(DATA RECORDS Opens)

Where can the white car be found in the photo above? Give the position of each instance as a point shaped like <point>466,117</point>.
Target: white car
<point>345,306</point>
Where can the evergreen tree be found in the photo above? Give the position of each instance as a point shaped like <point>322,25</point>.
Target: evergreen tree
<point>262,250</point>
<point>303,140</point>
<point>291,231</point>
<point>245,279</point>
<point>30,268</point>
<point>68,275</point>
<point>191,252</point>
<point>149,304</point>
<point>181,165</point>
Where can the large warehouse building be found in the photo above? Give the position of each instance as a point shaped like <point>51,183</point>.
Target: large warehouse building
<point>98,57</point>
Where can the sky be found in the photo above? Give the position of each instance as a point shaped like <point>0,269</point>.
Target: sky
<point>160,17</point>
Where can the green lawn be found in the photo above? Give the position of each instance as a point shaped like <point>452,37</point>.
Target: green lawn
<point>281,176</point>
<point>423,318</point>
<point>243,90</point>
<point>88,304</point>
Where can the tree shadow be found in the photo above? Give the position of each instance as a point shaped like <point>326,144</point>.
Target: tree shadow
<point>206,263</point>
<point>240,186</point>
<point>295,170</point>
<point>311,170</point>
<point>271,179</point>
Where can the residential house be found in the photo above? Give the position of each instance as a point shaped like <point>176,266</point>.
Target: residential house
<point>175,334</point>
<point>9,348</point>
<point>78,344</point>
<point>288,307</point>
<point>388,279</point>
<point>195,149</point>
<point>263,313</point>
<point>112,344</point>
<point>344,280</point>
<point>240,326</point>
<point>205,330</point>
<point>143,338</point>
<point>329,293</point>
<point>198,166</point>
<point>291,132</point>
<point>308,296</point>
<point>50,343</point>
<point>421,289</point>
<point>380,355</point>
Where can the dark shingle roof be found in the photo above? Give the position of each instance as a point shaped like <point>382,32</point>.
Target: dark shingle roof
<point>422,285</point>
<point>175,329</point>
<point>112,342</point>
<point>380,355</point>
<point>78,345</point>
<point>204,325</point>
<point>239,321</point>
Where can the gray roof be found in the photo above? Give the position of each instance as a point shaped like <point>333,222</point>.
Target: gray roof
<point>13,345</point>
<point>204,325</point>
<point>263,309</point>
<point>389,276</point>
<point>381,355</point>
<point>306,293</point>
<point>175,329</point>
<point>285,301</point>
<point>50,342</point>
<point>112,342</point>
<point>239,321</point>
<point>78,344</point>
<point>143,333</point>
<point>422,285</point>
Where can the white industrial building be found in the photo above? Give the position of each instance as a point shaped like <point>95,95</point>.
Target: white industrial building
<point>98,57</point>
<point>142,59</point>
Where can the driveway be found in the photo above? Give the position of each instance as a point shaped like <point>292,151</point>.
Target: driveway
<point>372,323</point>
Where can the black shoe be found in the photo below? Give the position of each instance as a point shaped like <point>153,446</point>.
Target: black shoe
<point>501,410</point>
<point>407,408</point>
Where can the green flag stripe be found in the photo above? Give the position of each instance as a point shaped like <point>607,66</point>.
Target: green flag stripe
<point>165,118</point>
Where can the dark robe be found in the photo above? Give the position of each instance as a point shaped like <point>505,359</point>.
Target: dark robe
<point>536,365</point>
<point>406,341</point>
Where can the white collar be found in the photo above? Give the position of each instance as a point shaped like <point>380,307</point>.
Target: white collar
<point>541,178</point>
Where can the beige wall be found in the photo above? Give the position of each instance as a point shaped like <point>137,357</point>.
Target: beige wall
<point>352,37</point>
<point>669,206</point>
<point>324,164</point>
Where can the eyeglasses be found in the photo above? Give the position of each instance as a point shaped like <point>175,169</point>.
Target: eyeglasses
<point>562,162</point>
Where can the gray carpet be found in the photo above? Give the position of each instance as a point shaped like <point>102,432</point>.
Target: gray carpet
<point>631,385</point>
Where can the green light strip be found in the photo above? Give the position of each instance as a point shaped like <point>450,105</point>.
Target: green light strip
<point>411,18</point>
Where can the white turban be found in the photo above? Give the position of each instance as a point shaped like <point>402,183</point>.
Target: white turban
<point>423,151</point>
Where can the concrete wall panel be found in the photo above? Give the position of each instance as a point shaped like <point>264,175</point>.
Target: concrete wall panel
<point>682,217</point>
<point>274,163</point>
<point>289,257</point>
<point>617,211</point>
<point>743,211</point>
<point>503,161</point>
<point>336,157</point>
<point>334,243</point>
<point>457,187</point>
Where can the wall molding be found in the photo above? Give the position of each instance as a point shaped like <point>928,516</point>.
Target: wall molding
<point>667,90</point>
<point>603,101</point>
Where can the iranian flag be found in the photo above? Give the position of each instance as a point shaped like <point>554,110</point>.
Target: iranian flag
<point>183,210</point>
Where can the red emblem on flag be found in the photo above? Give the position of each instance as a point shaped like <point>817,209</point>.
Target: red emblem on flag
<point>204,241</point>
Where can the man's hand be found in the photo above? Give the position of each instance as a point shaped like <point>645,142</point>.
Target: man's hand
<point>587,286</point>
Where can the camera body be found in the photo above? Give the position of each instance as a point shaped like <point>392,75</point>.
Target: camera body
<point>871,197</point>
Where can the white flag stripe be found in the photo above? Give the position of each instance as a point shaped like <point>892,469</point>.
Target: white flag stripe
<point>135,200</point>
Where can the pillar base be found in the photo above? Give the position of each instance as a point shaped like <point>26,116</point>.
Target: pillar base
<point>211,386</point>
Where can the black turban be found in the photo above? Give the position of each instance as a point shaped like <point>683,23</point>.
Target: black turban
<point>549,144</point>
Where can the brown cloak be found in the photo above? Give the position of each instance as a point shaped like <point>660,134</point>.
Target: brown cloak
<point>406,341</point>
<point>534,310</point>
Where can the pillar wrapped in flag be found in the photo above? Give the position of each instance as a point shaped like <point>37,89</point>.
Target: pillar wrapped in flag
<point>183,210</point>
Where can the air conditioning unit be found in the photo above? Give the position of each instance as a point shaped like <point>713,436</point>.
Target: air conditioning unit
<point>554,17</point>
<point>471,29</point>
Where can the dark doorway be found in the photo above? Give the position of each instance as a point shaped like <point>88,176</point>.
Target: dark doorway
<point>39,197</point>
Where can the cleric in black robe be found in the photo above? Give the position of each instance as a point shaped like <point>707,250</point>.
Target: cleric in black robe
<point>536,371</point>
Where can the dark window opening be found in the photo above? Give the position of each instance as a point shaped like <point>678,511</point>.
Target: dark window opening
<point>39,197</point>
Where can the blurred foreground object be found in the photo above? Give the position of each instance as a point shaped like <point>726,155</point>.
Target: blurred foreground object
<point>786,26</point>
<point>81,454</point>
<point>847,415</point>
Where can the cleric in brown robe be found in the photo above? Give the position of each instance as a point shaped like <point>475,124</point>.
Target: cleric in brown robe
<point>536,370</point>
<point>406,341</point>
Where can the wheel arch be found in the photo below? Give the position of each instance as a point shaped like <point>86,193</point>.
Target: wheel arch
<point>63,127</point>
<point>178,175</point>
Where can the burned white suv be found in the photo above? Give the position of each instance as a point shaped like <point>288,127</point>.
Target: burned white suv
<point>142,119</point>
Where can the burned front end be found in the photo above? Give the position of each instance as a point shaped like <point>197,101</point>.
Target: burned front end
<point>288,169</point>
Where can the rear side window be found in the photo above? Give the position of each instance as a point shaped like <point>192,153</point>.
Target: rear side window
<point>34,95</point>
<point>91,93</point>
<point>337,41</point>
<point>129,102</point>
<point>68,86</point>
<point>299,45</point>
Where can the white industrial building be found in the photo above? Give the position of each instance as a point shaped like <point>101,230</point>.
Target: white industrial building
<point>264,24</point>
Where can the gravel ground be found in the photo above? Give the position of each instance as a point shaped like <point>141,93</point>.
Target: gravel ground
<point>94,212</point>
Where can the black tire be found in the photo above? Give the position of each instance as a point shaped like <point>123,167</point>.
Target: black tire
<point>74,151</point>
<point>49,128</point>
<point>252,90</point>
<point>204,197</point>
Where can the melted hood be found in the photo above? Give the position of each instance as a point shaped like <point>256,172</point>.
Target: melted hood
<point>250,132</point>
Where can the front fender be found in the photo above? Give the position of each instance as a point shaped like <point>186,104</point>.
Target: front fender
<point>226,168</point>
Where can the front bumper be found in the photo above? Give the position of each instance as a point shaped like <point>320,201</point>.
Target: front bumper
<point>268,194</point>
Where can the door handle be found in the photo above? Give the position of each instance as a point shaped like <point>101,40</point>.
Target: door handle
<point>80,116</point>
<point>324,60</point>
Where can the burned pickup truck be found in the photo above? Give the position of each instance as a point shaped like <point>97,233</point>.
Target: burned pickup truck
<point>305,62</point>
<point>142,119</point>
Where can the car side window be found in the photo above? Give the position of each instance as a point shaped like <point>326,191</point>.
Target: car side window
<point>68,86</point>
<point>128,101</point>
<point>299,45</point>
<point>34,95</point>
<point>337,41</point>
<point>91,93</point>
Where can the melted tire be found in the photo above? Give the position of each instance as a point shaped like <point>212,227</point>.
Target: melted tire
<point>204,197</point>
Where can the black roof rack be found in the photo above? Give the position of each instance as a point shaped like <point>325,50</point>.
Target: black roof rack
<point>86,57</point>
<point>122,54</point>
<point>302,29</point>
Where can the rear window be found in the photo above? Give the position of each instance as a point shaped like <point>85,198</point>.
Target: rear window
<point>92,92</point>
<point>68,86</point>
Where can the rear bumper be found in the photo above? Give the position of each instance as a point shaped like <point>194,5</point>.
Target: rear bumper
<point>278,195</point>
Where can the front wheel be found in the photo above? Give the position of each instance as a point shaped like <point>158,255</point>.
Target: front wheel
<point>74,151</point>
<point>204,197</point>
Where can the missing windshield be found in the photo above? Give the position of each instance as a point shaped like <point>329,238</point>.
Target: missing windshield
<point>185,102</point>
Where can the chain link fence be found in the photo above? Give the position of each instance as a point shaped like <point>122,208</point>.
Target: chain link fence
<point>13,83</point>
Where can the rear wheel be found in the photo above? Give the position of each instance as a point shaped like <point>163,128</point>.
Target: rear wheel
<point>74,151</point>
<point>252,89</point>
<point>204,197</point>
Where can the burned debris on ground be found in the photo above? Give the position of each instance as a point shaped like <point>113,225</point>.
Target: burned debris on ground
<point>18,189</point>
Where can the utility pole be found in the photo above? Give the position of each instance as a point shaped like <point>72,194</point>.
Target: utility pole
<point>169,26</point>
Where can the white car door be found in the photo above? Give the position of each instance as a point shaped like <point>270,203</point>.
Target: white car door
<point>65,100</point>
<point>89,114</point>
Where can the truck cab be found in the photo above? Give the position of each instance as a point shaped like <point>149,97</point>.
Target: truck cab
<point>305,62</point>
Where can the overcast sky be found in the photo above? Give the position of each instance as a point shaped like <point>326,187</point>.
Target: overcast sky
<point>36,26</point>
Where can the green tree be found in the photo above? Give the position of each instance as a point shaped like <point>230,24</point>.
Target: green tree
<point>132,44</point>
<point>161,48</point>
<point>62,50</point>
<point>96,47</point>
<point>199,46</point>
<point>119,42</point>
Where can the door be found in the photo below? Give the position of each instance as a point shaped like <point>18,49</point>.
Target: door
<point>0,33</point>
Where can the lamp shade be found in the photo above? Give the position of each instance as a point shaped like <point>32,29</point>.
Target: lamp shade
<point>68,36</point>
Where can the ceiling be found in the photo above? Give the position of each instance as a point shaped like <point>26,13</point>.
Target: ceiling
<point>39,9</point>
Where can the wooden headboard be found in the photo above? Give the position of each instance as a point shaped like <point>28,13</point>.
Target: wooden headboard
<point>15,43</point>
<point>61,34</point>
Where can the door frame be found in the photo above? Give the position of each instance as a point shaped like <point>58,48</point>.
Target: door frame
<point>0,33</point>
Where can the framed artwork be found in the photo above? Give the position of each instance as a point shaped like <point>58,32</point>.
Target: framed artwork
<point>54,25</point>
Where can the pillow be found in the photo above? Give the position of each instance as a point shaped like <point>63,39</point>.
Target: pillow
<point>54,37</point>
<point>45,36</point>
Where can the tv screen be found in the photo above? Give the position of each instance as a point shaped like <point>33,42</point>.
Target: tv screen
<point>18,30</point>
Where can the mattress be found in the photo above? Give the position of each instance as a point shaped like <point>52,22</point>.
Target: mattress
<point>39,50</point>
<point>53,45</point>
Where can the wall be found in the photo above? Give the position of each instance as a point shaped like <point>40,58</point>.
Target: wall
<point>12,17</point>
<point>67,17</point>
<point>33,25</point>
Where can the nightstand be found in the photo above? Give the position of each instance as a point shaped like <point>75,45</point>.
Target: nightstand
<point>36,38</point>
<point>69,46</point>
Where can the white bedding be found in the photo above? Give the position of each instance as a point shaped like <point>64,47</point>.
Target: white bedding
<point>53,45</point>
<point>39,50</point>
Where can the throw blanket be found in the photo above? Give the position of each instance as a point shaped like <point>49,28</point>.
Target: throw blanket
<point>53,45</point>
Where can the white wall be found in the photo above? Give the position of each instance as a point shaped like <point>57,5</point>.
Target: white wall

(DATA RECORDS Closes)

= PROBLEM DETAILS =
Where a line of the entries contains the word "below", copy that line.

= YOUR RESPONSE =
Where can the black shoe be found in the photo below? Give the position of each instance as a point shaped like <point>153,446</point>.
Where can the wheel arch be found in the photo below? Give the position of each instance as a point shaped like <point>86,193</point>.
Where can the door be found in the photo below? Give the position of each instance as a point shaped like <point>18,49</point>.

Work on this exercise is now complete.